**SHORT PROBLEM**
Please filter the lines below down to those containing the word "flower", and copy each match in full. Case counts: uppercase and lowercase letters are treated as different.

**DATA SUPPLIED**

[Start]

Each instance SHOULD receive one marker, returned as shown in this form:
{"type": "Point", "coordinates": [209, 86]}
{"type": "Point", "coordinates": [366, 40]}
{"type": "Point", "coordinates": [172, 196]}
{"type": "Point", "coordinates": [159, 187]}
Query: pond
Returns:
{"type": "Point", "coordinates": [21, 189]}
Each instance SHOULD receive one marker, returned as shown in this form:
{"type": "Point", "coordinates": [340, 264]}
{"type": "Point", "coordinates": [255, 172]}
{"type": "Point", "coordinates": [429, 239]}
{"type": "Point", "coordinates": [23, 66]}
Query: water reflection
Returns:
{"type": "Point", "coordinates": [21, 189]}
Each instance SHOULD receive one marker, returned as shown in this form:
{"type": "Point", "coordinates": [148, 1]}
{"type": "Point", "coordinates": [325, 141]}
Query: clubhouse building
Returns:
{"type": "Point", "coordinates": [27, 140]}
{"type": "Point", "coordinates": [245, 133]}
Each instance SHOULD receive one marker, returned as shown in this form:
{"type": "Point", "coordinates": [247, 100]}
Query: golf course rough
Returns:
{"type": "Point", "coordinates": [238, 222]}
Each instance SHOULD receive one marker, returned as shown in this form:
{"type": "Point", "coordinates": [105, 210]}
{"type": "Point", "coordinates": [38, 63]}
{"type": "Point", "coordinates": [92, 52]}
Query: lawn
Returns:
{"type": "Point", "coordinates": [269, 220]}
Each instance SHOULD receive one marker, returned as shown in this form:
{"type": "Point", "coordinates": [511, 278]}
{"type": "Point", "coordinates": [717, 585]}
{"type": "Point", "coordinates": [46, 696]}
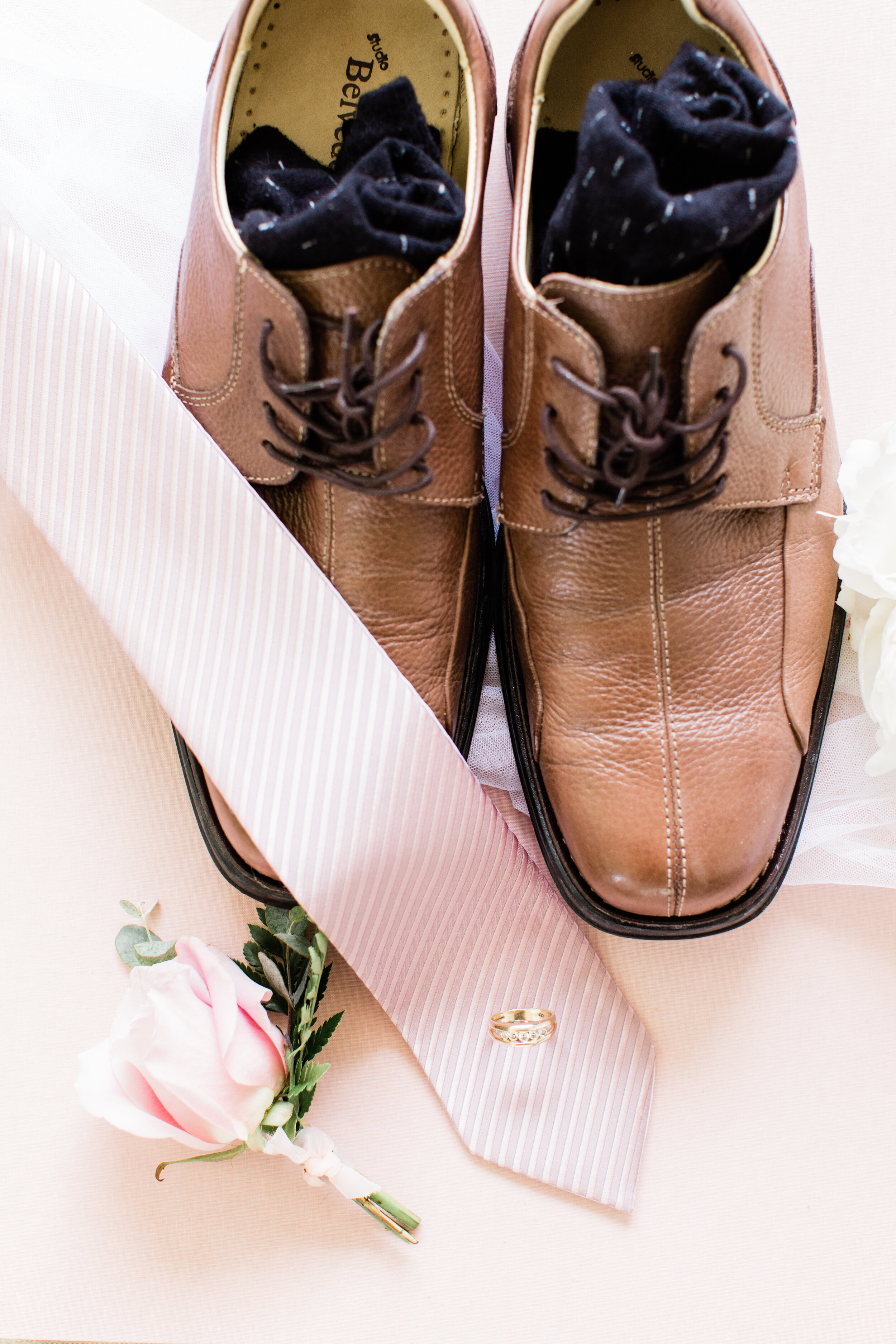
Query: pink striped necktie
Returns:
{"type": "Point", "coordinates": [335, 767]}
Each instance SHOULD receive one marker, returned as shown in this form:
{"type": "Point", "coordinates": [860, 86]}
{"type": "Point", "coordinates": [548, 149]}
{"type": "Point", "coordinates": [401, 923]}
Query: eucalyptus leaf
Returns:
{"type": "Point", "coordinates": [299, 945]}
{"type": "Point", "coordinates": [154, 953]}
{"type": "Point", "coordinates": [275, 978]}
{"type": "Point", "coordinates": [125, 941]}
{"type": "Point", "coordinates": [222, 1156]}
{"type": "Point", "coordinates": [321, 988]}
{"type": "Point", "coordinates": [265, 940]}
{"type": "Point", "coordinates": [277, 920]}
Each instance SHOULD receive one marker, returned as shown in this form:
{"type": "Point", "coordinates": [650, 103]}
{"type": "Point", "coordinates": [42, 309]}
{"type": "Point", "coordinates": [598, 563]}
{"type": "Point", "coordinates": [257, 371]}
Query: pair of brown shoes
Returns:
{"type": "Point", "coordinates": [667, 655]}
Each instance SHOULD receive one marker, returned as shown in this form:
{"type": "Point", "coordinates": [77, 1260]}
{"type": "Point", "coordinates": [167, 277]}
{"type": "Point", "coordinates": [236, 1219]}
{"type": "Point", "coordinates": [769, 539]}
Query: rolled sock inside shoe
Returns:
{"type": "Point", "coordinates": [663, 177]}
{"type": "Point", "coordinates": [386, 195]}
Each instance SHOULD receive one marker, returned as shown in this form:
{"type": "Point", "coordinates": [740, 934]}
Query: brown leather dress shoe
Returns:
{"type": "Point", "coordinates": [404, 527]}
{"type": "Point", "coordinates": [668, 663]}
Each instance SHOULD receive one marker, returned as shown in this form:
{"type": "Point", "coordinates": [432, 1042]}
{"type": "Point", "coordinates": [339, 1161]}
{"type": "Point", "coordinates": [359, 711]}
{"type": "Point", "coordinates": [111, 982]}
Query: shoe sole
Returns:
{"type": "Point", "coordinates": [268, 890]}
{"type": "Point", "coordinates": [574, 889]}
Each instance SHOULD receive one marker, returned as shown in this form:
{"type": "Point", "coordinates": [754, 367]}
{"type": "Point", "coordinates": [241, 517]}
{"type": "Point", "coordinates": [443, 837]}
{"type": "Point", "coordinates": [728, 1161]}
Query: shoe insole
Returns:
{"type": "Point", "coordinates": [311, 62]}
{"type": "Point", "coordinates": [619, 39]}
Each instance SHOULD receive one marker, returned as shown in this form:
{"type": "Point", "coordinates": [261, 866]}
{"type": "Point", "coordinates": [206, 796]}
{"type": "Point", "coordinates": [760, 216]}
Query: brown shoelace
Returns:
{"type": "Point", "coordinates": [336, 416]}
{"type": "Point", "coordinates": [641, 455]}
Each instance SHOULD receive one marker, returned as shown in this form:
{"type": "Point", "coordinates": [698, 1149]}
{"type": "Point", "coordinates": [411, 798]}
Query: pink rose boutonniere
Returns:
{"type": "Point", "coordinates": [194, 1054]}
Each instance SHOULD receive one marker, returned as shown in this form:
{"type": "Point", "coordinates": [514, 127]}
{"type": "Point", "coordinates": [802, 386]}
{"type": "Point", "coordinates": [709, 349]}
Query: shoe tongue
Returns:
{"type": "Point", "coordinates": [368, 285]}
{"type": "Point", "coordinates": [626, 320]}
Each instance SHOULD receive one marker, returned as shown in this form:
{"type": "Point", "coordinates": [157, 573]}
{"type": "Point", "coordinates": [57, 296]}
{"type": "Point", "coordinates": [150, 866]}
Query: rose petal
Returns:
{"type": "Point", "coordinates": [101, 1095]}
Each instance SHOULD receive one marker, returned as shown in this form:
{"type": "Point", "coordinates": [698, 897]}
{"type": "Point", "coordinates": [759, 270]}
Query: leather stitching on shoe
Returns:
{"type": "Point", "coordinates": [664, 745]}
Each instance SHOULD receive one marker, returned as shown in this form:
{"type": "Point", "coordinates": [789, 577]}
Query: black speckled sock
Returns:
{"type": "Point", "coordinates": [667, 175]}
{"type": "Point", "coordinates": [386, 197]}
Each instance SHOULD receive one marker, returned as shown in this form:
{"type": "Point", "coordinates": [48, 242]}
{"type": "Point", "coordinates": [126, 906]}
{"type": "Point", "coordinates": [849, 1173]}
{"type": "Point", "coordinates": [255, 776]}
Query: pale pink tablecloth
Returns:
{"type": "Point", "coordinates": [769, 1182]}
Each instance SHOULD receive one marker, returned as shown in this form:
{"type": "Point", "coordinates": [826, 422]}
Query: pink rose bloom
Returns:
{"type": "Point", "coordinates": [191, 1055]}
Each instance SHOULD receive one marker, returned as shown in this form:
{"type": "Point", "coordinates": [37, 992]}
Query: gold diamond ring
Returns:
{"type": "Point", "coordinates": [518, 1027]}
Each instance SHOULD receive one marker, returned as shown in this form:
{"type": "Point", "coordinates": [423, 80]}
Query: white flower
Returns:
{"type": "Point", "coordinates": [866, 553]}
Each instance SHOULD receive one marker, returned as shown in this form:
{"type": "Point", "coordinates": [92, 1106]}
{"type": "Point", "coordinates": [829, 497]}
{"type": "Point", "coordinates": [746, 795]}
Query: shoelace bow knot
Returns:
{"type": "Point", "coordinates": [338, 440]}
{"type": "Point", "coordinates": [641, 453]}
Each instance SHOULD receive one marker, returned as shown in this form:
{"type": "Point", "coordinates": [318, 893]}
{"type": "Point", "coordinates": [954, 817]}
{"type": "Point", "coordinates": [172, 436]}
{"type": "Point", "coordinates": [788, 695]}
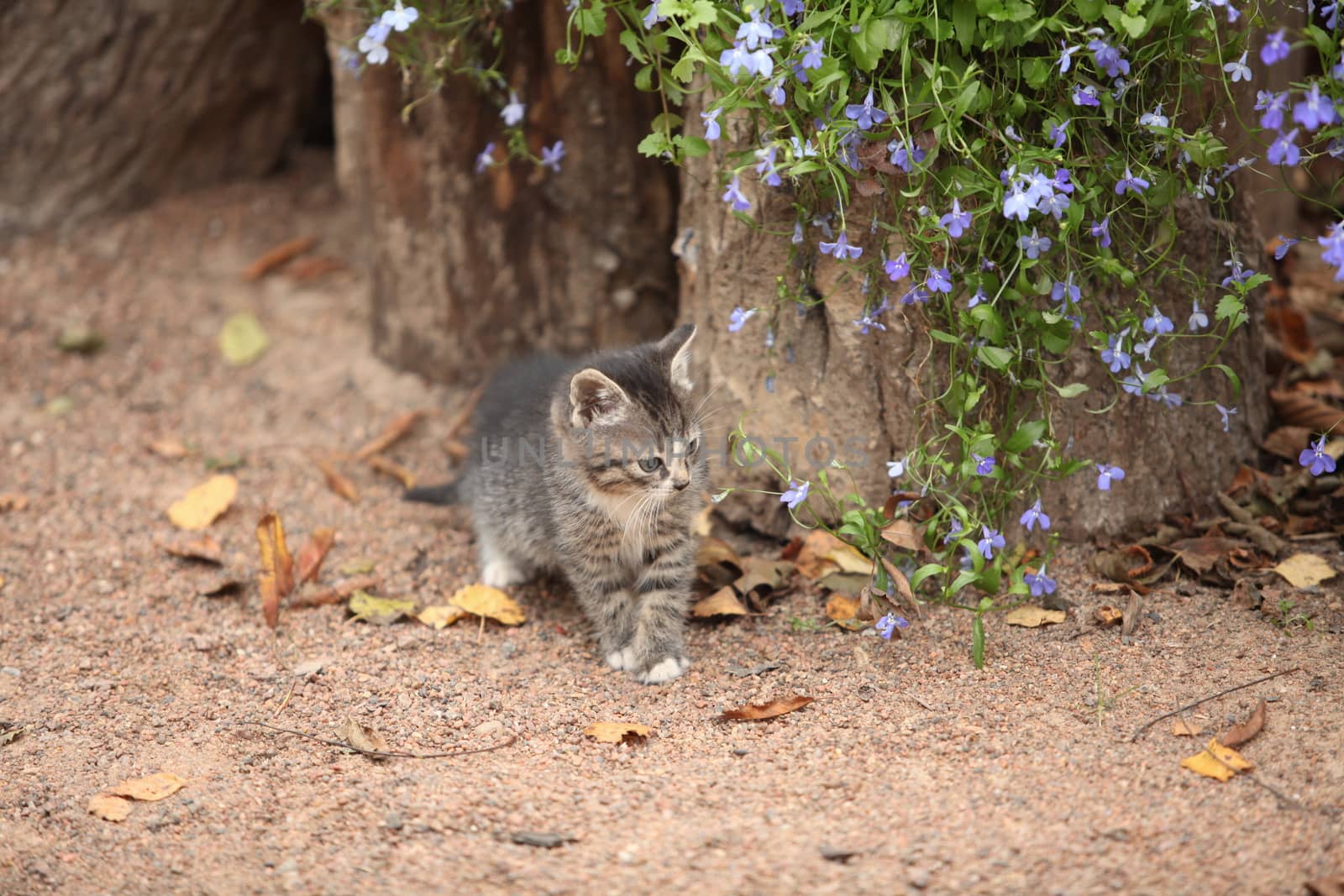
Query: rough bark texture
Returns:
{"type": "Point", "coordinates": [470, 269]}
{"type": "Point", "coordinates": [866, 390]}
{"type": "Point", "coordinates": [109, 105]}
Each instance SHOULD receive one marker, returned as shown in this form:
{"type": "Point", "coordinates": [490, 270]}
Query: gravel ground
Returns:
{"type": "Point", "coordinates": [942, 779]}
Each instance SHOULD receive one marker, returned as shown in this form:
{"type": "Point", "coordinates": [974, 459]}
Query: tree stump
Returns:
{"type": "Point", "coordinates": [472, 268]}
{"type": "Point", "coordinates": [109, 105]}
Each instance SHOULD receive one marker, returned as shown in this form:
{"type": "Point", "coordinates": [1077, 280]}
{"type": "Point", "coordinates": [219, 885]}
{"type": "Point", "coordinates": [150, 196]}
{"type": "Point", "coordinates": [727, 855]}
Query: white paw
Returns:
{"type": "Point", "coordinates": [501, 574]}
{"type": "Point", "coordinates": [622, 660]}
{"type": "Point", "coordinates": [664, 671]}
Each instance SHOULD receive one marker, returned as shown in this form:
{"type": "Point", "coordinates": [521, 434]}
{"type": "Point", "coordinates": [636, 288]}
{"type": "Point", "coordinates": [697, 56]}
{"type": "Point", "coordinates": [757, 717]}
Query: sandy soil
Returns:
{"type": "Point", "coordinates": [942, 779]}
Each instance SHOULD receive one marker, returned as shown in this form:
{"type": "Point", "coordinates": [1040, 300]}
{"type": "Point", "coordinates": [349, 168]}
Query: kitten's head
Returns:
{"type": "Point", "coordinates": [629, 426]}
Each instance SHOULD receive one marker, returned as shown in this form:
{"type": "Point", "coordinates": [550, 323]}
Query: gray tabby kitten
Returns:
{"type": "Point", "coordinates": [595, 468]}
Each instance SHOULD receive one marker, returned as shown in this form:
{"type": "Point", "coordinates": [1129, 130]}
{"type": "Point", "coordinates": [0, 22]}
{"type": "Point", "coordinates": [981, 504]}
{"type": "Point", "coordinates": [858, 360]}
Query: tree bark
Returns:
{"type": "Point", "coordinates": [470, 269]}
{"type": "Point", "coordinates": [109, 105]}
{"type": "Point", "coordinates": [858, 396]}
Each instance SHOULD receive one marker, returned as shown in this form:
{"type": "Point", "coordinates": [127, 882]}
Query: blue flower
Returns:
{"type": "Point", "coordinates": [1155, 118]}
{"type": "Point", "coordinates": [992, 540]}
{"type": "Point", "coordinates": [796, 495]}
{"type": "Point", "coordinates": [734, 195]}
{"type": "Point", "coordinates": [1034, 244]}
{"type": "Point", "coordinates": [1198, 318]}
{"type": "Point", "coordinates": [1315, 110]}
{"type": "Point", "coordinates": [1238, 70]}
{"type": "Point", "coordinates": [1035, 516]}
{"type": "Point", "coordinates": [512, 113]}
{"type": "Point", "coordinates": [1273, 105]}
{"type": "Point", "coordinates": [1108, 474]}
{"type": "Point", "coordinates": [897, 268]}
{"type": "Point", "coordinates": [1131, 184]}
{"type": "Point", "coordinates": [486, 157]}
{"type": "Point", "coordinates": [812, 54]}
{"type": "Point", "coordinates": [1316, 458]}
{"type": "Point", "coordinates": [1085, 96]}
{"type": "Point", "coordinates": [711, 123]}
{"type": "Point", "coordinates": [754, 33]}
{"type": "Point", "coordinates": [738, 318]}
{"type": "Point", "coordinates": [1039, 584]}
{"type": "Point", "coordinates": [1284, 149]}
{"type": "Point", "coordinates": [842, 248]}
{"type": "Point", "coordinates": [956, 222]}
{"type": "Point", "coordinates": [864, 114]}
{"type": "Point", "coordinates": [400, 18]}
{"type": "Point", "coordinates": [1101, 230]}
{"type": "Point", "coordinates": [889, 624]}
{"type": "Point", "coordinates": [938, 280]}
{"type": "Point", "coordinates": [1276, 49]}
{"type": "Point", "coordinates": [1158, 322]}
{"type": "Point", "coordinates": [551, 156]}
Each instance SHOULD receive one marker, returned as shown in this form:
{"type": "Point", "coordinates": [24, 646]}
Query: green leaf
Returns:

[End]

**CORRECT RESPONSE**
Query: white flower
Query: blue flower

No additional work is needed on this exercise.